- [Что сделать]:
Можете оформить все строки ниже нумерованным списком, пропустив пустые? Картинки в ответ не включайте.

- [Сохранённые строки]:
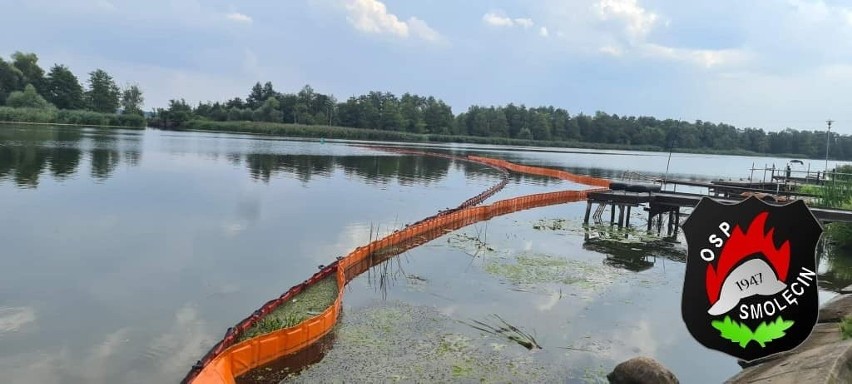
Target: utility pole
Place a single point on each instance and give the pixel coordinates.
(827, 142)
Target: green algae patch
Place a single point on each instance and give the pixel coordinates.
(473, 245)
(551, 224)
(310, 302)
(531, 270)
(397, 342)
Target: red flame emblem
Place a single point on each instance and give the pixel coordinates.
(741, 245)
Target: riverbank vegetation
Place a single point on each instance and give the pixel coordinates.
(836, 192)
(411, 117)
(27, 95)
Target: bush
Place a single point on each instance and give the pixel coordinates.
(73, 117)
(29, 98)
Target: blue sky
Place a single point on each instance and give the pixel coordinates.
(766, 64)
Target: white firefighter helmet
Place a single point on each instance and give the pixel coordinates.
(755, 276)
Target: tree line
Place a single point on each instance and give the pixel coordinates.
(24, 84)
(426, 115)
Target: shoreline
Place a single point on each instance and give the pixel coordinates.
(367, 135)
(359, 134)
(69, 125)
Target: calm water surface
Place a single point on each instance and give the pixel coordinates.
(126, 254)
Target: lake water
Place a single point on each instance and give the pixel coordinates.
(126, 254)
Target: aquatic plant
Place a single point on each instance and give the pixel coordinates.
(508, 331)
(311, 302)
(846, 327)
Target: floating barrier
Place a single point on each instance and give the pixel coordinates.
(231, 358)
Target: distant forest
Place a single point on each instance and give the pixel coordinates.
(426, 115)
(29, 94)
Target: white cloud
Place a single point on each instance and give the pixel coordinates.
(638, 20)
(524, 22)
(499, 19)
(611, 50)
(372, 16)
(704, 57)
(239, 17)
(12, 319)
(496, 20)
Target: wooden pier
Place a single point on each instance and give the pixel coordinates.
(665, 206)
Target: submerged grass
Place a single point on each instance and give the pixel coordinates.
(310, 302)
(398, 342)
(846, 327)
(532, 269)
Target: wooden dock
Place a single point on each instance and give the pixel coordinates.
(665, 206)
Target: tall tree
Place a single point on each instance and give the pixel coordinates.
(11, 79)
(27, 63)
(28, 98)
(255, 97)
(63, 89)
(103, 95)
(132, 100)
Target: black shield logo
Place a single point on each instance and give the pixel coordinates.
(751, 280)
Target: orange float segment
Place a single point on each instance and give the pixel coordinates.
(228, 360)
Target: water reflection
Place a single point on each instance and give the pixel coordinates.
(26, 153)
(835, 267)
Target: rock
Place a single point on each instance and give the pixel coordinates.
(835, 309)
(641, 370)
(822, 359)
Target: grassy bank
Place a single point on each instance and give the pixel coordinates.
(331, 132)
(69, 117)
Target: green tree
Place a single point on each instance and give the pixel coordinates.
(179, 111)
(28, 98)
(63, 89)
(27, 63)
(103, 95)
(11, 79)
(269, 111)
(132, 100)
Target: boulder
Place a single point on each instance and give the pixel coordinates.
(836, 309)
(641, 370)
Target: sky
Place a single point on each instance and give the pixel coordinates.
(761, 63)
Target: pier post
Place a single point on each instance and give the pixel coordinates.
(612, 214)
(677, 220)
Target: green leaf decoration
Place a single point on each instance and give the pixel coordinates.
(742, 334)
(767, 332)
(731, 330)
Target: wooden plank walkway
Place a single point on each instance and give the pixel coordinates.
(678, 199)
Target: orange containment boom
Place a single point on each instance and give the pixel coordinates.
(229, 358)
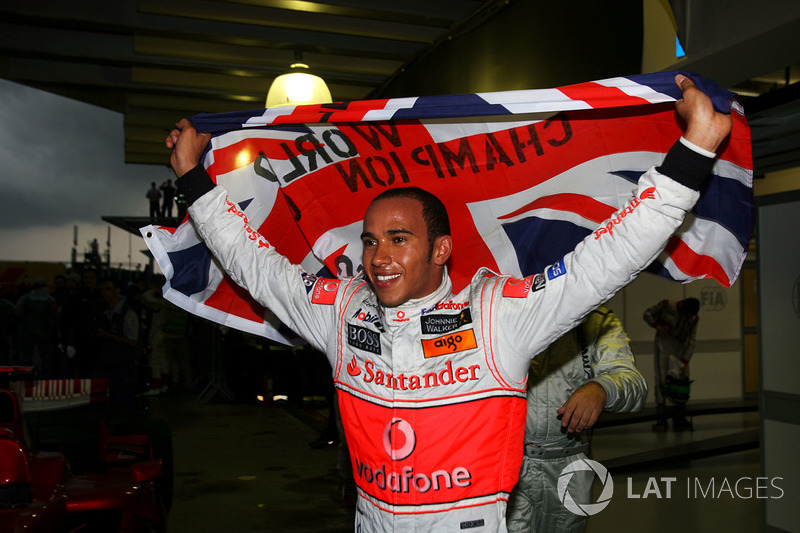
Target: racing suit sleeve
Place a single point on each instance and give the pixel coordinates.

- [Ожидаемый ответ]:
1. Target: utility pole
2. Place a single point on each instance and give the pixel coordinates.
3. (827, 142)
4. Target: green algae patch
5. Place a single point on each instance and give the pixel coordinates.
6. (473, 245)
7. (551, 224)
8. (310, 302)
9. (531, 270)
10. (397, 342)
11. Target: red flame emblem
12. Place a single point on each instance and give the pixel coordinates.
13. (741, 245)
14. Target: riverbank vegetation
15. Place a single point on each instance and give the pixel coordinates.
16. (836, 192)
17. (411, 117)
18. (27, 95)
19. Target: bush
20. Place a single point on each instance and give the pixel coordinates.
21. (73, 117)
22. (29, 98)
23. Target: blue sky
24. Place a single point on each instance and give the pixel coordinates.
25. (766, 64)
26. Target: white firefighter helmet
27. Place a single point on each instance and give the pixel coordinates.
28. (755, 276)
29. Target: tree line
30. Place a single point on each instance and give the pixel coordinates.
31. (24, 84)
32. (426, 115)
33. Target: shoreline
34. Place a single point on each instance and give the pixel coordinates.
35. (367, 135)
36. (359, 134)
37. (69, 125)
38. Target: calm water surface
39. Place a single point on each instance and give the pixel coordinates.
40. (126, 254)
41. Target: lake water
42. Place a single point on each instance and give the pixel coordinates.
43. (126, 254)
44. Target: aquatic plant
45. Place a single point on each instance and give the pixel coordinates.
46. (508, 331)
47. (311, 302)
48. (846, 327)
49. Target: floating barrier
50. Place a single point on each instance and give the pixel coordinates.
51. (231, 358)
52. Target: distant forest
53. Place a single point on each instance and give the pixel coordinates.
54. (426, 115)
55. (29, 94)
56. Target: white cloud
57. Place a single point on each instance and give the pixel coordinates.
58. (638, 20)
59. (524, 22)
60. (499, 19)
61. (611, 50)
62. (372, 16)
63. (704, 57)
64. (239, 17)
65. (12, 319)
66. (496, 20)
67. Target: wooden pier
68. Place a single point on each instance and give the pixel coordinates.
69. (665, 206)
70. Target: submerged grass
71. Place a single point on each instance and give the pixel coordinates.
72. (310, 302)
73. (398, 342)
74. (846, 327)
75. (532, 269)
76. Target: wooden dock
77. Place a single point on each instance and give the pixel coordinates.
78. (665, 206)
79. Target: tall tree
80. Place a single point on each instance and give the pixel coordinates.
81. (11, 79)
82. (27, 63)
83. (28, 98)
84. (255, 97)
85. (63, 89)
86. (103, 95)
87. (132, 100)
88. Target: black shield logo
89. Place a single point on each instance and give the pixel coordinates.
90. (751, 280)
91. Target: orange float segment
92. Place a single point on each instance and give the pixel coordinates.
93. (228, 360)
94. Target: water reflection
95. Place a single point on each instance and give the pixel coordinates.
96. (26, 153)
97. (835, 267)
98. Target: rock
99. Place a single point on each instance and give the pixel coordinates.
100. (835, 309)
101. (641, 370)
102. (822, 359)
103. Target: grassy bank
104. Place a single point on each instance and give the pixel coordinates.
105. (331, 132)
106. (69, 117)
107. Target: green tree
108. Place a single point on each instance and give the pixel coordinates.
109. (179, 111)
110. (28, 98)
111. (63, 89)
112. (27, 63)
113. (103, 95)
114. (11, 79)
115. (269, 111)
116. (132, 100)
117. Target: boulder
118. Place a single point on each instance and give the pixel coordinates.
119. (836, 309)
120. (641, 370)
121. Target: sky
122. Place a single point on each instance and give the pixel coordinates.
123. (761, 63)
124. Target: pier post
125. Place a single point on each instance and give the pixel coordinates.
126. (612, 214)
127. (677, 220)
128. Target: green leaf decoration
129. Place a single point on each instance and give the pixel coordinates.
130. (742, 334)
131. (767, 332)
132. (731, 330)
133. Target: wooden plank walkway
134. Place a single point on each instance and give the pixel coordinates.
135. (678, 199)
136. Target: orange containment boom
137. Place a single point on each instance and give the pixel coordinates.
138. (229, 358)
139. Target: racing suit sleeve
140. Place a single point on each instance and give the pixel coordinates.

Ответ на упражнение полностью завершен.